What is needed: In the entries below, how many lines contain the string "stem"? Give the number by itself.

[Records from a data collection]
----------------------------------------
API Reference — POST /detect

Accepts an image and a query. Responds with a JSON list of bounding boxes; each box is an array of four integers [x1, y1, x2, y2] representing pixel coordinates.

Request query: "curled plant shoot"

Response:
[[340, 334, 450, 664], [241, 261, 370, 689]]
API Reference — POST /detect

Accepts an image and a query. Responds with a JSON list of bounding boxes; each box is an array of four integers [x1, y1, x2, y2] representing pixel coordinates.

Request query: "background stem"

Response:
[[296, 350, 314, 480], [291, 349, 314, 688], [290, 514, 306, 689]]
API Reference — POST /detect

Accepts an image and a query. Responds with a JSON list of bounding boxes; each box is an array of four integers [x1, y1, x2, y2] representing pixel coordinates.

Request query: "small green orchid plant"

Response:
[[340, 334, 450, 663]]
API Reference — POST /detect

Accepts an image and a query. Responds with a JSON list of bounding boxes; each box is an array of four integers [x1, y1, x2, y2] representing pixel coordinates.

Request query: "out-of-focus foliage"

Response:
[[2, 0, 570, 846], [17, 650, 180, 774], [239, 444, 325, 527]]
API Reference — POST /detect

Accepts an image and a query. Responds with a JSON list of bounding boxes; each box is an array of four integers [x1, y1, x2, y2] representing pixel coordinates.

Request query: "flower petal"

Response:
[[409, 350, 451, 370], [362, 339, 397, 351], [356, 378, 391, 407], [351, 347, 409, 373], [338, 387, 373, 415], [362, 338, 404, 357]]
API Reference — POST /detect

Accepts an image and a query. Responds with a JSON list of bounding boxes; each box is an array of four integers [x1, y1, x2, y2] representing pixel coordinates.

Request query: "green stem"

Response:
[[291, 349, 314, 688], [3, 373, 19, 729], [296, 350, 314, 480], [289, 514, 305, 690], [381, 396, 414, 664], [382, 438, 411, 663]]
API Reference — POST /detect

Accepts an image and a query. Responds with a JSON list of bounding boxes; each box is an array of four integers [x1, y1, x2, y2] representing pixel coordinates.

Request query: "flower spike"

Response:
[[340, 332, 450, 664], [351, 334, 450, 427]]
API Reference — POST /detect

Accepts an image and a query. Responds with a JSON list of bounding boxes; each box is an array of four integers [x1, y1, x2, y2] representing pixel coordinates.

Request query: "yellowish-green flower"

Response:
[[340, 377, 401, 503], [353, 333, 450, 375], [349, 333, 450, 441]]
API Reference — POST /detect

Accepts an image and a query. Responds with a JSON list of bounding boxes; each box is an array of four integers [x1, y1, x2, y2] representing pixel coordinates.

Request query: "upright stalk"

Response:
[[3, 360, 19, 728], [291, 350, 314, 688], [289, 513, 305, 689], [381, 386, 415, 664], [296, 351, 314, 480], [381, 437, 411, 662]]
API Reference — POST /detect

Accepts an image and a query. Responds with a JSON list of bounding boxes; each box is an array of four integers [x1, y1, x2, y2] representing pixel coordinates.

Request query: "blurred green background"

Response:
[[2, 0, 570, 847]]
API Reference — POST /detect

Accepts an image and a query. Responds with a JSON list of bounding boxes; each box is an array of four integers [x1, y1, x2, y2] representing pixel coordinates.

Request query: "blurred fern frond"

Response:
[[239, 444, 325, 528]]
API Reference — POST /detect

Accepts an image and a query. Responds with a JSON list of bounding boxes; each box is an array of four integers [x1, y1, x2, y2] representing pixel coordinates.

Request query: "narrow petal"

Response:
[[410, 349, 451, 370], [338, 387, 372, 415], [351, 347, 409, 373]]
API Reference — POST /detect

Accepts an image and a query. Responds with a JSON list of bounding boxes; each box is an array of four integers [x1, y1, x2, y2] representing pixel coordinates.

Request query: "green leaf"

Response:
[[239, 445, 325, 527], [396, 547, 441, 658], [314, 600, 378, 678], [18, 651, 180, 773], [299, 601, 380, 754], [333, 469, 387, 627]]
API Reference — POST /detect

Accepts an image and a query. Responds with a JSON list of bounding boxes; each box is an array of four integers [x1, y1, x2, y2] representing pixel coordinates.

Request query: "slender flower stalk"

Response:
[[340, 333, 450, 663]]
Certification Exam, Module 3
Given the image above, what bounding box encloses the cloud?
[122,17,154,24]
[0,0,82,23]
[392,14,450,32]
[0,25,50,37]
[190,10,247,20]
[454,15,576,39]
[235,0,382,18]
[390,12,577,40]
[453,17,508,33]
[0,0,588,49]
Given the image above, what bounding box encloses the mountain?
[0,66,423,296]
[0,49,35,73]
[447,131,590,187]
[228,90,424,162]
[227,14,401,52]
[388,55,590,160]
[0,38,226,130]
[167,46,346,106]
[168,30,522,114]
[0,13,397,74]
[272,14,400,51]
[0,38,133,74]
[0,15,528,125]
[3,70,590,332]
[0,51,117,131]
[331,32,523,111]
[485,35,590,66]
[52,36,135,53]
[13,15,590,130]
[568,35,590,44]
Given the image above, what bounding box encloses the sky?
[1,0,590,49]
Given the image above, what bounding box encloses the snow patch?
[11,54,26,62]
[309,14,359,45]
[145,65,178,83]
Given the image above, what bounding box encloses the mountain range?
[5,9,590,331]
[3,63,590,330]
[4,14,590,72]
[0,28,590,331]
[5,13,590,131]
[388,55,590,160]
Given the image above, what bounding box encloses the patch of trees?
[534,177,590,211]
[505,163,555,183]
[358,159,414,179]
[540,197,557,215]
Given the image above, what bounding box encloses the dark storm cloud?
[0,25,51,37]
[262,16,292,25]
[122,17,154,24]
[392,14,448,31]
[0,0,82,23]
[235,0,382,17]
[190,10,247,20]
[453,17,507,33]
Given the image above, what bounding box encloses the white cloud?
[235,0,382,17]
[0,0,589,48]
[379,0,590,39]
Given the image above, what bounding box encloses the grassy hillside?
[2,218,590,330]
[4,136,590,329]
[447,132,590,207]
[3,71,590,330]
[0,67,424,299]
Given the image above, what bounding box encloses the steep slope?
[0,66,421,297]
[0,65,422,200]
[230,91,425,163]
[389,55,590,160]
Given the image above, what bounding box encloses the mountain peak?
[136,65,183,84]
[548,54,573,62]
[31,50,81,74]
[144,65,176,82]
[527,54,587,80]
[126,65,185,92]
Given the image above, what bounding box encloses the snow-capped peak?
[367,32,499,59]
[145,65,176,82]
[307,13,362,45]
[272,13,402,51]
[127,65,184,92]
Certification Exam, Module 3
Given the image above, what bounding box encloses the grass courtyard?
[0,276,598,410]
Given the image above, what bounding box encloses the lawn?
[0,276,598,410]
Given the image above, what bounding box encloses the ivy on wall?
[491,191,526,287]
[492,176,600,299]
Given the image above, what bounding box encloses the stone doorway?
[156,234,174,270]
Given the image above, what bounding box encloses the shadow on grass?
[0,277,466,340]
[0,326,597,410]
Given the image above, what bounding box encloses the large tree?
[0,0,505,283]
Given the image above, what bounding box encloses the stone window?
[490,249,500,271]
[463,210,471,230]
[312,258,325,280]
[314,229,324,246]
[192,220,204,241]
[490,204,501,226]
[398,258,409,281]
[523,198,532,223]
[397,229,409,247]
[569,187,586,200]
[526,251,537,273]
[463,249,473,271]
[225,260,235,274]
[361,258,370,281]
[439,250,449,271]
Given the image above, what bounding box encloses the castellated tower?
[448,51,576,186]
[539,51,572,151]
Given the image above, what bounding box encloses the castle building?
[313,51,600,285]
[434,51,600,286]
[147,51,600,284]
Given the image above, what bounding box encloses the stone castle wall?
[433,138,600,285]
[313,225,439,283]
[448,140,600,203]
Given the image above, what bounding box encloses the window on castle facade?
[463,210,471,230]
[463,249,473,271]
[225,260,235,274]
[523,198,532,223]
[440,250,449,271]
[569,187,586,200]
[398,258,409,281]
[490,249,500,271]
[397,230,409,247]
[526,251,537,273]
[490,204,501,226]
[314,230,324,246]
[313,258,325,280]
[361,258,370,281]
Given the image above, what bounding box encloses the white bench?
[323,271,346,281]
----------------------------------------
Final answer: 2